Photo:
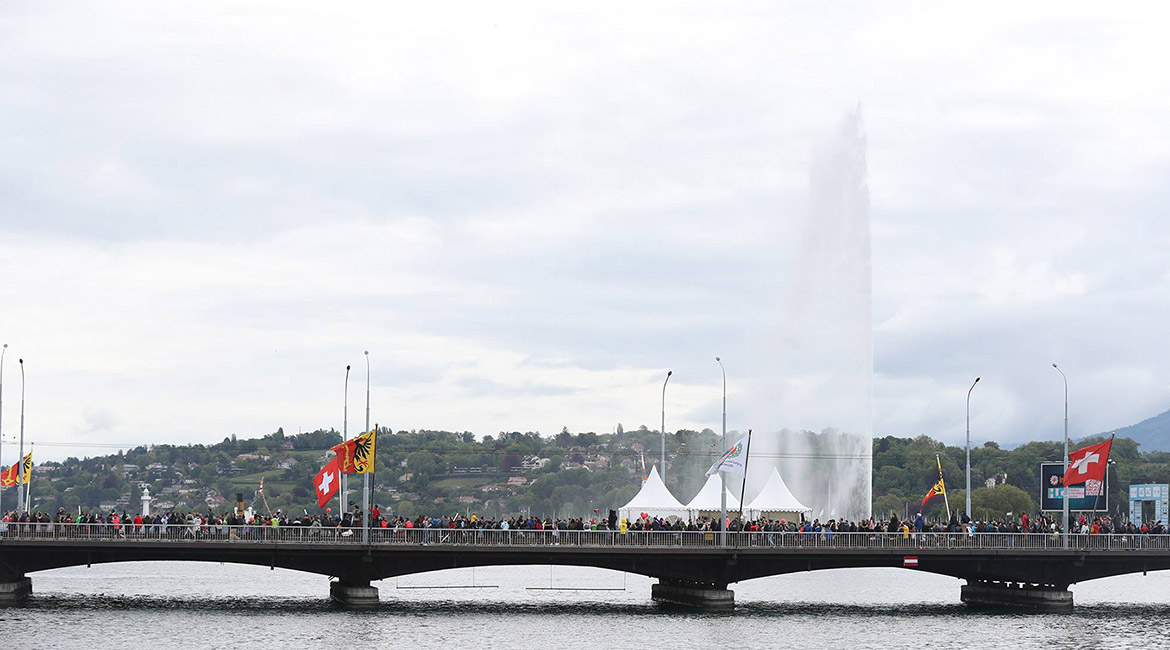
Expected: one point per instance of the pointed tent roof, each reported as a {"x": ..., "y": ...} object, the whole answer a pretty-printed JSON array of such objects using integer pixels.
[
  {"x": 708, "y": 497},
  {"x": 776, "y": 497},
  {"x": 653, "y": 499}
]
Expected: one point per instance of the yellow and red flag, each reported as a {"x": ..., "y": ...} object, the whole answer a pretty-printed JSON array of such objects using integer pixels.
[
  {"x": 9, "y": 476},
  {"x": 356, "y": 456},
  {"x": 328, "y": 482}
]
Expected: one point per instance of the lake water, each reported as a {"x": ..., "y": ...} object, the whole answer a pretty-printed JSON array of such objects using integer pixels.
[{"x": 179, "y": 604}]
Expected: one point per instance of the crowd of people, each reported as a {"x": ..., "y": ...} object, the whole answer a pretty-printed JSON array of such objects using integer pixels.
[{"x": 197, "y": 524}]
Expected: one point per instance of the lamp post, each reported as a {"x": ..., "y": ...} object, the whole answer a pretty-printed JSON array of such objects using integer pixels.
[
  {"x": 968, "y": 512},
  {"x": 20, "y": 455},
  {"x": 668, "y": 373},
  {"x": 1065, "y": 488},
  {"x": 365, "y": 481},
  {"x": 723, "y": 478},
  {"x": 345, "y": 436}
]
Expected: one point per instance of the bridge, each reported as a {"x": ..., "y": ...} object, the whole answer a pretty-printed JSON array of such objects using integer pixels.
[{"x": 693, "y": 568}]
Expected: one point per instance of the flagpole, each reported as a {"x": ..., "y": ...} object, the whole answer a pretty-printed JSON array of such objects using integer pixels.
[
  {"x": 28, "y": 486},
  {"x": 968, "y": 448},
  {"x": 668, "y": 373},
  {"x": 1065, "y": 488},
  {"x": 345, "y": 437},
  {"x": 1105, "y": 483},
  {"x": 365, "y": 482},
  {"x": 2, "y": 352},
  {"x": 743, "y": 486},
  {"x": 723, "y": 478},
  {"x": 20, "y": 472},
  {"x": 945, "y": 500}
]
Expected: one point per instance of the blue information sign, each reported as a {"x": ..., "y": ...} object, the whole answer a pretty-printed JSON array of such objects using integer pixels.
[{"x": 1091, "y": 495}]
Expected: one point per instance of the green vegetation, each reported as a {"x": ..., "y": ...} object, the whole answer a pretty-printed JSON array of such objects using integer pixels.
[{"x": 568, "y": 474}]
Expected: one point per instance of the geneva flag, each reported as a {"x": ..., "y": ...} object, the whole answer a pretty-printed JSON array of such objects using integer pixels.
[
  {"x": 356, "y": 456},
  {"x": 328, "y": 482}
]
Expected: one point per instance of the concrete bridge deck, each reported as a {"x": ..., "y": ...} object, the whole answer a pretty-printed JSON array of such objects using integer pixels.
[{"x": 692, "y": 567}]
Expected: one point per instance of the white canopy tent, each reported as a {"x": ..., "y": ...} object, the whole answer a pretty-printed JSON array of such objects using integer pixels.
[
  {"x": 707, "y": 500},
  {"x": 653, "y": 499},
  {"x": 776, "y": 500}
]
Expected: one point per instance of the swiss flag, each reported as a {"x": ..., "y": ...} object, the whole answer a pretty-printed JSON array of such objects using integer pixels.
[
  {"x": 1087, "y": 463},
  {"x": 328, "y": 482}
]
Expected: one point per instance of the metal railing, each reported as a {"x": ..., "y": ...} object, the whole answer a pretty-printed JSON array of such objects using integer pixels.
[{"x": 824, "y": 540}]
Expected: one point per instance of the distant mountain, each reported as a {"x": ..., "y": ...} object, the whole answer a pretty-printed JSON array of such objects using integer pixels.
[{"x": 1153, "y": 434}]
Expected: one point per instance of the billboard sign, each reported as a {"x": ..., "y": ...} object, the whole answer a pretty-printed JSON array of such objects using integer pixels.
[{"x": 1091, "y": 495}]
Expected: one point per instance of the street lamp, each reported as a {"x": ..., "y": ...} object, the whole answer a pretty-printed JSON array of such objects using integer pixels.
[
  {"x": 343, "y": 506},
  {"x": 668, "y": 373},
  {"x": 968, "y": 513},
  {"x": 1065, "y": 488},
  {"x": 723, "y": 478}
]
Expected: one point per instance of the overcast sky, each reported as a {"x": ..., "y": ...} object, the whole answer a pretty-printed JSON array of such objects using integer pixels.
[{"x": 529, "y": 213}]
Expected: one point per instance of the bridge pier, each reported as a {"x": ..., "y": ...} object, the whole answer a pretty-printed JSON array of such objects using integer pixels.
[
  {"x": 353, "y": 594},
  {"x": 708, "y": 597},
  {"x": 14, "y": 589},
  {"x": 1003, "y": 594}
]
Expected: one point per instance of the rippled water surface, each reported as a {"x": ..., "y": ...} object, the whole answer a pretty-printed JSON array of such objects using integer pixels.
[{"x": 176, "y": 604}]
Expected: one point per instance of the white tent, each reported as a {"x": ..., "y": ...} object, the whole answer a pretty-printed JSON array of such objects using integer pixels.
[
  {"x": 653, "y": 499},
  {"x": 708, "y": 498},
  {"x": 776, "y": 500}
]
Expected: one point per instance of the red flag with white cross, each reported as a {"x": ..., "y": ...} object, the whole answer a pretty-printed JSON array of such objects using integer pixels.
[
  {"x": 1087, "y": 463},
  {"x": 328, "y": 482}
]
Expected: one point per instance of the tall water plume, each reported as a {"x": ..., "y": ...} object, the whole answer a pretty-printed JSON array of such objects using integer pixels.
[{"x": 820, "y": 358}]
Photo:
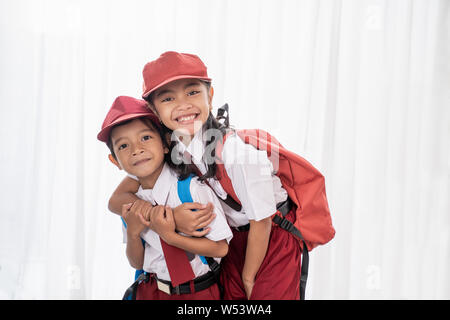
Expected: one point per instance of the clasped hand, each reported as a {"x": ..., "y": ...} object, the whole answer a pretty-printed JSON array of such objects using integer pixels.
[{"x": 164, "y": 220}]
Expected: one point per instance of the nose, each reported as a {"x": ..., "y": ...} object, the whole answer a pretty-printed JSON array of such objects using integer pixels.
[
  {"x": 183, "y": 104},
  {"x": 137, "y": 150}
]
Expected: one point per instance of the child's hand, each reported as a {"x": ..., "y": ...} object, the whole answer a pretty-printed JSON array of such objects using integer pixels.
[
  {"x": 133, "y": 219},
  {"x": 162, "y": 222},
  {"x": 188, "y": 221}
]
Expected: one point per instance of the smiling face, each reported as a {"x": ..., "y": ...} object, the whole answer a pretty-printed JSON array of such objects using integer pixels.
[
  {"x": 139, "y": 151},
  {"x": 183, "y": 105}
]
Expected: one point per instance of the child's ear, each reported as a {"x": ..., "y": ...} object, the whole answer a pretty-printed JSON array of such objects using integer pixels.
[{"x": 114, "y": 161}]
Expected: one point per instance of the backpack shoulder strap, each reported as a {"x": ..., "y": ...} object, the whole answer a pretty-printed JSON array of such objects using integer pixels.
[
  {"x": 184, "y": 193},
  {"x": 138, "y": 272}
]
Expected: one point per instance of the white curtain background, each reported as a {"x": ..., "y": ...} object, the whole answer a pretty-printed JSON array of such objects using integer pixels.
[{"x": 359, "y": 88}]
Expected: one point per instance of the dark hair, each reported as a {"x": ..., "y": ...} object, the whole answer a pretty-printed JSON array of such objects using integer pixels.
[{"x": 161, "y": 130}]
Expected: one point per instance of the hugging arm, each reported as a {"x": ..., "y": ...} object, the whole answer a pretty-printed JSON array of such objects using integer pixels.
[{"x": 185, "y": 219}]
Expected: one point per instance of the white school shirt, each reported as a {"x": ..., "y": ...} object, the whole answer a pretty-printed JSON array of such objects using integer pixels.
[
  {"x": 166, "y": 188},
  {"x": 251, "y": 174}
]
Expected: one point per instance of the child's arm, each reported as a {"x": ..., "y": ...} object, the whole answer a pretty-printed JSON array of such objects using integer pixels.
[
  {"x": 135, "y": 247},
  {"x": 257, "y": 243},
  {"x": 124, "y": 194},
  {"x": 162, "y": 222},
  {"x": 186, "y": 222}
]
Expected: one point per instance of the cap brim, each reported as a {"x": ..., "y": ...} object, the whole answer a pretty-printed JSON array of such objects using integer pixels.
[
  {"x": 145, "y": 95},
  {"x": 103, "y": 135}
]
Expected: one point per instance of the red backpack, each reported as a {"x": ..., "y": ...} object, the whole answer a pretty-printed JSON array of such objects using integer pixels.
[{"x": 305, "y": 186}]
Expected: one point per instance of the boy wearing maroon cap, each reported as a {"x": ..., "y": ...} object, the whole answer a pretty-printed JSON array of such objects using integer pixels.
[
  {"x": 138, "y": 146},
  {"x": 263, "y": 260}
]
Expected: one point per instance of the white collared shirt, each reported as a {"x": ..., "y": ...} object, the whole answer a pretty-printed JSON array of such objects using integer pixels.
[
  {"x": 251, "y": 174},
  {"x": 165, "y": 191}
]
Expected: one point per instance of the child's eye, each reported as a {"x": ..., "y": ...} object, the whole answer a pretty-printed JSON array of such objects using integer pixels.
[{"x": 167, "y": 99}]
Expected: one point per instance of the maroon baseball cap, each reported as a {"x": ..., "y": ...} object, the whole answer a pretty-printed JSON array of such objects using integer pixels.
[
  {"x": 125, "y": 108},
  {"x": 172, "y": 66}
]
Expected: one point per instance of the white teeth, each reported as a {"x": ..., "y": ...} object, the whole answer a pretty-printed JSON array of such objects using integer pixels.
[{"x": 187, "y": 118}]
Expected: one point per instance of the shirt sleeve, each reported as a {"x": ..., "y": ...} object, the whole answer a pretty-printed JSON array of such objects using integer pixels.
[
  {"x": 250, "y": 172},
  {"x": 201, "y": 193}
]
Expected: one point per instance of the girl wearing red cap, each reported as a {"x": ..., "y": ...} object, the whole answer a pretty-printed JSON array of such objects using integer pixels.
[
  {"x": 263, "y": 261},
  {"x": 174, "y": 268}
]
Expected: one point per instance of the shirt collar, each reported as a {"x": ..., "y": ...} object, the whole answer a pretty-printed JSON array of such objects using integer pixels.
[
  {"x": 195, "y": 148},
  {"x": 161, "y": 189}
]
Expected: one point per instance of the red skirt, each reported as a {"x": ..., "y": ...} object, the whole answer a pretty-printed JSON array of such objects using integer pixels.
[
  {"x": 149, "y": 291},
  {"x": 278, "y": 277}
]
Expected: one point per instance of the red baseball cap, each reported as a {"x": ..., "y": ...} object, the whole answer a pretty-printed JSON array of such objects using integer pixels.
[
  {"x": 125, "y": 108},
  {"x": 172, "y": 66}
]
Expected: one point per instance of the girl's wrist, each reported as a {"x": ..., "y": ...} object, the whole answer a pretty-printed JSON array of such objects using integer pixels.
[
  {"x": 169, "y": 237},
  {"x": 133, "y": 235}
]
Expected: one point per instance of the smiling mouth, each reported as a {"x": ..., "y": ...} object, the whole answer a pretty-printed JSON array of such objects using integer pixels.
[
  {"x": 137, "y": 163},
  {"x": 186, "y": 119}
]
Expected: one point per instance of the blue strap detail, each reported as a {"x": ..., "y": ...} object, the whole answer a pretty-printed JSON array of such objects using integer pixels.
[
  {"x": 138, "y": 272},
  {"x": 184, "y": 193},
  {"x": 184, "y": 190}
]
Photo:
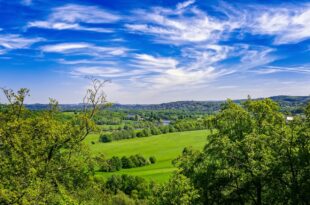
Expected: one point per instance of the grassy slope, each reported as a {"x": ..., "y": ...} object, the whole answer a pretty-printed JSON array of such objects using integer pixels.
[{"x": 165, "y": 148}]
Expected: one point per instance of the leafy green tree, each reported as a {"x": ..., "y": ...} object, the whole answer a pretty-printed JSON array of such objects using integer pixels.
[
  {"x": 253, "y": 157},
  {"x": 178, "y": 191},
  {"x": 43, "y": 159}
]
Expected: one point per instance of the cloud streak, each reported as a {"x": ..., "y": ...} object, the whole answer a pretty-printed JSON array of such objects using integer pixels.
[{"x": 73, "y": 17}]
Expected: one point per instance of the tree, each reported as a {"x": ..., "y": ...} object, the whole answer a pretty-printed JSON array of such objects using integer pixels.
[
  {"x": 253, "y": 157},
  {"x": 43, "y": 159},
  {"x": 178, "y": 191}
]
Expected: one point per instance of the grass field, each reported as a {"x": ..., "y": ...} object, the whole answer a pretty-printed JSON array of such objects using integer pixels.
[{"x": 165, "y": 148}]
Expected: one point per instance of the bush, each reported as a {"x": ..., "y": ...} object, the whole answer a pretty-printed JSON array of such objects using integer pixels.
[
  {"x": 115, "y": 164},
  {"x": 105, "y": 138},
  {"x": 127, "y": 163},
  {"x": 152, "y": 160}
]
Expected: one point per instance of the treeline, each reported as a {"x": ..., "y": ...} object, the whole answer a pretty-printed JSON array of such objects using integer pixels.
[
  {"x": 129, "y": 132},
  {"x": 116, "y": 163},
  {"x": 254, "y": 157}
]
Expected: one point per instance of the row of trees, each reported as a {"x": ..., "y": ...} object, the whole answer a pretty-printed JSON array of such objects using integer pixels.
[
  {"x": 116, "y": 163},
  {"x": 129, "y": 132},
  {"x": 253, "y": 157}
]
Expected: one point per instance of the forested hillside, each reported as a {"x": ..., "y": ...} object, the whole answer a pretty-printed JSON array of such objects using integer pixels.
[
  {"x": 287, "y": 103},
  {"x": 252, "y": 155}
]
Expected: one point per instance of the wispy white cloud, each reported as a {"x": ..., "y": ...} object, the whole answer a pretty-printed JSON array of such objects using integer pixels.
[
  {"x": 281, "y": 69},
  {"x": 172, "y": 27},
  {"x": 185, "y": 4},
  {"x": 84, "y": 49},
  {"x": 105, "y": 72},
  {"x": 151, "y": 63},
  {"x": 289, "y": 23},
  {"x": 15, "y": 41},
  {"x": 72, "y": 16}
]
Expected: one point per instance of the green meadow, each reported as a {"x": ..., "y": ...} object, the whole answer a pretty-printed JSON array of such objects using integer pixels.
[{"x": 164, "y": 147}]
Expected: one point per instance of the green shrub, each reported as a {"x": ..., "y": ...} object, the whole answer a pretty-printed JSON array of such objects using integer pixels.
[{"x": 152, "y": 160}]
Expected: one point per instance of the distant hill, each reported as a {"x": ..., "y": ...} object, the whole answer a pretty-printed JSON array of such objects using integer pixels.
[{"x": 287, "y": 103}]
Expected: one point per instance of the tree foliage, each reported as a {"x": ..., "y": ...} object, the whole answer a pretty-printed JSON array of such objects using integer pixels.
[
  {"x": 43, "y": 159},
  {"x": 253, "y": 157}
]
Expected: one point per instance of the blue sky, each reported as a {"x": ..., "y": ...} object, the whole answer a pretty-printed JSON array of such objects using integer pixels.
[{"x": 155, "y": 51}]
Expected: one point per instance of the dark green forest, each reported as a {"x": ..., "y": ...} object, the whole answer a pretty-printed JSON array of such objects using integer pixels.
[{"x": 254, "y": 155}]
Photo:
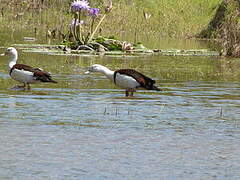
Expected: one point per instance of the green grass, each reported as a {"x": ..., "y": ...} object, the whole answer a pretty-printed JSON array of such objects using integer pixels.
[{"x": 169, "y": 18}]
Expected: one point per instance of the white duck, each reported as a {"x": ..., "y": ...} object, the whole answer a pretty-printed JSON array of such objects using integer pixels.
[
  {"x": 128, "y": 79},
  {"x": 23, "y": 73}
]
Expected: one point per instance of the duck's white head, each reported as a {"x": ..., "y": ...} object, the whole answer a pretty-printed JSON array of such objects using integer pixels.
[
  {"x": 11, "y": 51},
  {"x": 96, "y": 68},
  {"x": 101, "y": 69}
]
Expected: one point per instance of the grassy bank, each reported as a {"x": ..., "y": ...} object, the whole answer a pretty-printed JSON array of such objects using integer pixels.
[{"x": 165, "y": 18}]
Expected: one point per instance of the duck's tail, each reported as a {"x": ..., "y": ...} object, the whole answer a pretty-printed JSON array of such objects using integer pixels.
[{"x": 155, "y": 88}]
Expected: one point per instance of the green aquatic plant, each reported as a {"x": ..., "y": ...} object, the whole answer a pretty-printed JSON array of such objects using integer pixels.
[{"x": 82, "y": 31}]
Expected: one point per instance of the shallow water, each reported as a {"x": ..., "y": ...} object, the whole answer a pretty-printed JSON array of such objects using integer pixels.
[{"x": 84, "y": 128}]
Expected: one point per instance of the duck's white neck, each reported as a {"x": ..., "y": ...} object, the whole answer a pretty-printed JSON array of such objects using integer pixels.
[
  {"x": 12, "y": 60},
  {"x": 107, "y": 72}
]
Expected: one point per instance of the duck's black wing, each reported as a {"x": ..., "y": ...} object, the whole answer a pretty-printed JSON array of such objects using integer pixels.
[
  {"x": 143, "y": 80},
  {"x": 38, "y": 73}
]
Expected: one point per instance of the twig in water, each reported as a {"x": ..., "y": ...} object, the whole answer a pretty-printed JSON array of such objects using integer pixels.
[{"x": 221, "y": 112}]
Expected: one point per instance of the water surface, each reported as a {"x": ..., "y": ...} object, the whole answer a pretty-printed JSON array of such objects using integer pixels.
[{"x": 84, "y": 128}]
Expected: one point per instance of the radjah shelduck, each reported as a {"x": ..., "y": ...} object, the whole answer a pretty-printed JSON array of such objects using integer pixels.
[
  {"x": 23, "y": 73},
  {"x": 128, "y": 79}
]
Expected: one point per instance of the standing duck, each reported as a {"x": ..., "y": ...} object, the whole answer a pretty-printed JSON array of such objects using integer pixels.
[
  {"x": 23, "y": 73},
  {"x": 128, "y": 79}
]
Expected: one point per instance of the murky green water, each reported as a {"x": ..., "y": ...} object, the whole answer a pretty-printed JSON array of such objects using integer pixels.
[{"x": 84, "y": 128}]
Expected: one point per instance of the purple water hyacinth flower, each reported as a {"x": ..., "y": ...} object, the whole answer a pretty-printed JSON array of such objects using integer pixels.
[
  {"x": 77, "y": 23},
  {"x": 79, "y": 5},
  {"x": 93, "y": 12}
]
• • • •
» **TASK BRIEF**: Can you change "murky green water" to "cloudy green water" in everything from the line containing "Expected: one point per instance of the standing" down to the end of the rows, leaving the rest of those lines unchanged?

» **SOLVED PROBLEM**:
Expected: one point per instance of the standing duck, each reported as a {"x": ..., "y": ...} object, the whole answer a pretty-printed JSON array of such objects using integer pixels.
[
  {"x": 23, "y": 73},
  {"x": 128, "y": 79}
]
Expected: one point per instance of the cloudy green water, each reported as a {"x": ..., "y": ...} object, the whole answer a pretty-printed JSON array of such objects using integer pixels.
[{"x": 84, "y": 128}]
Expected: one point per instance of the purple water hyacinth flower, each reported as a {"x": ..., "y": ...} object, the whole answer a pretty-printed JSON array of such objects using integer pixels.
[
  {"x": 77, "y": 23},
  {"x": 79, "y": 5},
  {"x": 93, "y": 12}
]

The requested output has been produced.